● TEXT FOR ANALYSIS
○ ○ ○ ○ ○
Robyn Okrant is a writer, director and performer, based in Chicago for over a decade. Her solo and ensemble work has been seen in theatres, galleries, and installation sites around the country, as well as Chicago festivals, such as The Women's Performing Arts Festival and Around The Coyote (where her solo work, Buddhism for Beginners, was cited as Curator's Choice). She is currently working on a project that interweaves live performance and online streaming video. Robyn is a MFA candidate at The School of the Art Institute of Chicago.

Goat Island (US) - Lasting, part one
Saturday, February 17, 7:30pm

Goat Island Performance Group, the art students of Northside College Preparatory High School, and special musical guest Smokey Hormel, present a multi-media collaborative performance in celebration of lastness. This event inaugurates a new web project, which responds to Goat Island’s recent decision to make their last performance together: www.thelastperformance.org; www.goatislandperformance.org
Goat Island began in 1987. They have created eight performances, and have toured nationally and internationally. Their most recent work When will the September roses bloom? Last night was only a comedy was selected for the 37th Annual Venice Biennale International Theater Festival. They have collaborated on educational projects with art teacher Jorge Lucero and the students of Chicago’s Northside College Preparatory High School since 2003.
○ ○ ○ ○ ○
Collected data
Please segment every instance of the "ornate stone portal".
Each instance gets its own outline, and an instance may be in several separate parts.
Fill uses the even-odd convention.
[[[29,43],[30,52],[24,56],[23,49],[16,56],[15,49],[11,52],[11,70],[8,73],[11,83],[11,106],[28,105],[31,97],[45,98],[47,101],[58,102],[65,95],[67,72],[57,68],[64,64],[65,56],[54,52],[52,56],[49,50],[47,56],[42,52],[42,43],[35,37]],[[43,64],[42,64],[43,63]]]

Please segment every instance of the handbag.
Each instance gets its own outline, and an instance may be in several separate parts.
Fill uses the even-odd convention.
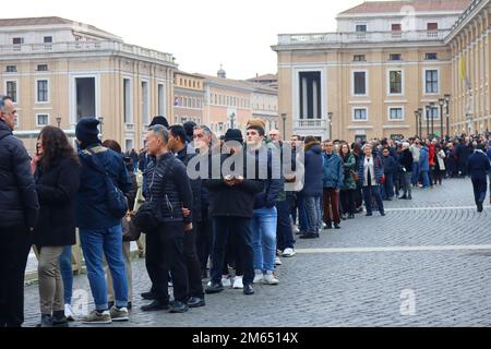
[[[121,219],[121,227],[123,231],[123,241],[137,241],[142,230],[134,222],[134,213],[128,212],[127,216]]]
[[[107,172],[106,168],[100,164],[95,153],[91,149],[92,161],[89,163],[94,169],[104,174],[106,183],[106,198],[108,202],[109,213],[112,217],[121,219],[128,212],[128,198],[124,193],[115,184],[112,178]]]
[[[159,185],[158,192],[163,193],[164,182],[167,178],[167,174],[173,169],[173,164],[167,165],[164,170],[164,177],[160,180],[156,181],[156,185]],[[154,169],[156,171],[156,168]],[[155,176],[155,172],[154,172]],[[142,206],[140,206],[136,214],[132,219],[133,224],[140,228],[140,231],[144,233],[148,233],[155,231],[160,226],[163,221],[161,217],[161,200],[156,201],[144,201]]]

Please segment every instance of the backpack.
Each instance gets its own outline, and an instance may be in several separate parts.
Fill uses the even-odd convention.
[[[106,184],[106,198],[108,202],[108,208],[111,216],[116,219],[121,219],[127,215],[128,212],[128,200],[124,193],[118,188],[118,185],[115,184],[115,181],[109,176],[106,168],[100,164],[99,159],[97,158],[96,154],[87,149],[92,156],[92,161],[89,164],[92,167],[98,171],[99,173],[104,174],[104,181]]]

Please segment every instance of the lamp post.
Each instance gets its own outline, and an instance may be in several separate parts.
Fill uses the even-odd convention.
[[[445,95],[445,115],[446,115],[446,137],[450,137],[450,99],[451,95]]]
[[[415,110],[415,119],[416,119],[416,136],[419,136],[418,135],[418,133],[419,133],[419,129],[418,129],[418,125],[419,125],[419,110],[418,109]]]
[[[103,137],[103,127],[104,127],[104,118],[103,117],[100,117],[99,118],[99,122],[100,122],[100,137]]]
[[[333,112],[327,112],[328,122],[330,122],[330,139],[333,140]]]
[[[433,110],[434,110],[434,106],[436,104],[434,101],[430,103],[430,113],[431,113],[431,133],[430,135],[433,136],[434,135],[434,118],[433,118]]]
[[[440,98],[440,139],[443,140],[443,106],[445,105],[445,99]]]
[[[286,112],[282,113],[282,119],[283,119],[283,139],[286,140]]]

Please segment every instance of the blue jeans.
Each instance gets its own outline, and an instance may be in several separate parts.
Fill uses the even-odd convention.
[[[285,201],[279,201],[276,204],[276,210],[278,212],[278,250],[294,249],[295,238],[294,230],[291,229],[290,205],[292,197],[288,196]],[[282,238],[279,238],[282,237]],[[279,244],[282,243],[282,244]]]
[[[419,179],[419,163],[412,163],[412,177],[411,177],[411,183],[412,185],[418,184]]]
[[[322,227],[321,195],[306,196],[304,202],[308,224],[306,232],[308,234],[318,234],[319,227]]]
[[[421,171],[421,178],[423,181],[423,188],[430,186],[430,177],[428,177],[428,171]]]
[[[379,185],[363,186],[364,205],[367,206],[367,214],[372,214],[372,196],[375,196],[379,212],[384,213],[384,203],[382,202],[382,195],[380,194]]]
[[[306,196],[302,194],[298,194],[298,222],[300,231],[307,231],[309,222],[306,210]]]
[[[252,248],[254,269],[271,273],[275,269],[276,256],[276,207],[254,209],[252,217]]]
[[[87,277],[96,310],[107,310],[107,284],[104,277],[103,253],[111,272],[115,304],[128,306],[128,280],[122,255],[121,225],[107,229],[80,229],[80,241],[87,266]]]
[[[394,197],[394,174],[393,173],[386,173],[385,174],[385,182],[382,188],[382,197],[383,198],[392,198]]]
[[[60,255],[60,273],[63,279],[64,288],[64,303],[72,303],[72,288],[73,288],[73,269],[72,269],[72,246],[68,245],[63,248],[63,252]]]

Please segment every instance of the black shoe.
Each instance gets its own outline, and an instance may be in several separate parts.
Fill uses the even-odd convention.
○ ○ ○ ○ ○
● TASKS
1 - Answer these questions using the program notes on Robyn Okrant and Goat Island:
(a) Which solo work by Robyn Okrant was cited as Curator's Choice, and at which festival?
(b) In what year did Goat Island begin?
(c) Since what year has Goat Island collaborated with the students of Northside College Preparatory High School?
2 - Continue the program notes on Robyn Okrant and Goat Island from the point where they end.

● ANSWERS FOR THE EXERCISE
1 -
(a) Buddhism for Beginners, at Around The Coyote.
(b) 1987.
(c) 2003.

2 -
Smokey Hormel has played guitar with Beck, Johnny Cash, Dixie Chicks, and Neil Diamond.

Wilton Azevedo (BR) - Po e-Machine
Saturday, February 17, 7:30pm
Sunday, February 18, 7:30pm

Wilton Avezedo presents a performance of ‘sonorous expanded writing’ generated in realtime from a mix of live voices and virtual instruments. Po e-Machine, a project more than ten years in the making, is a computer program designed to respond in unpredictable ways to changes in its poetic labyrinth.

Wilton Azevedo was born in São Paulo, Brazil. He is an artist, a graphic designer, poet and musician and a Doctor of Communication and Semiotics. He has published O que é Design (Brasiliense), and Os Signos do Design (Global). Interpoesia (CD-rom 2000) and Looppoesia (CD-rom 2004) will soon be released together with Intertechnopoesia, (sound CD) and Quando Assim Termino O Nunca (DVD 2005). Azevedo is a professor and academic advisor for the postgraduate course Educaçao, Arte e Historia da Cultura at Universidade Presbiteriana Mackenzie. He has taken part in exhibitions in museums and art galleries in Brazil, USA, Cuba, México, France, Italy, Holland, Germany, England, France, Italy, Spain and Argentina. As a member of Transitoire Observable group in 2004, he showed interactive works at Centre George Pompidou.
www.estudiounderlab.com

Marina Peterson (US) - Solo cello
Marina Peterson presents improvised sonic explorations on the cello; sometimes acoustic, sometimes amplified.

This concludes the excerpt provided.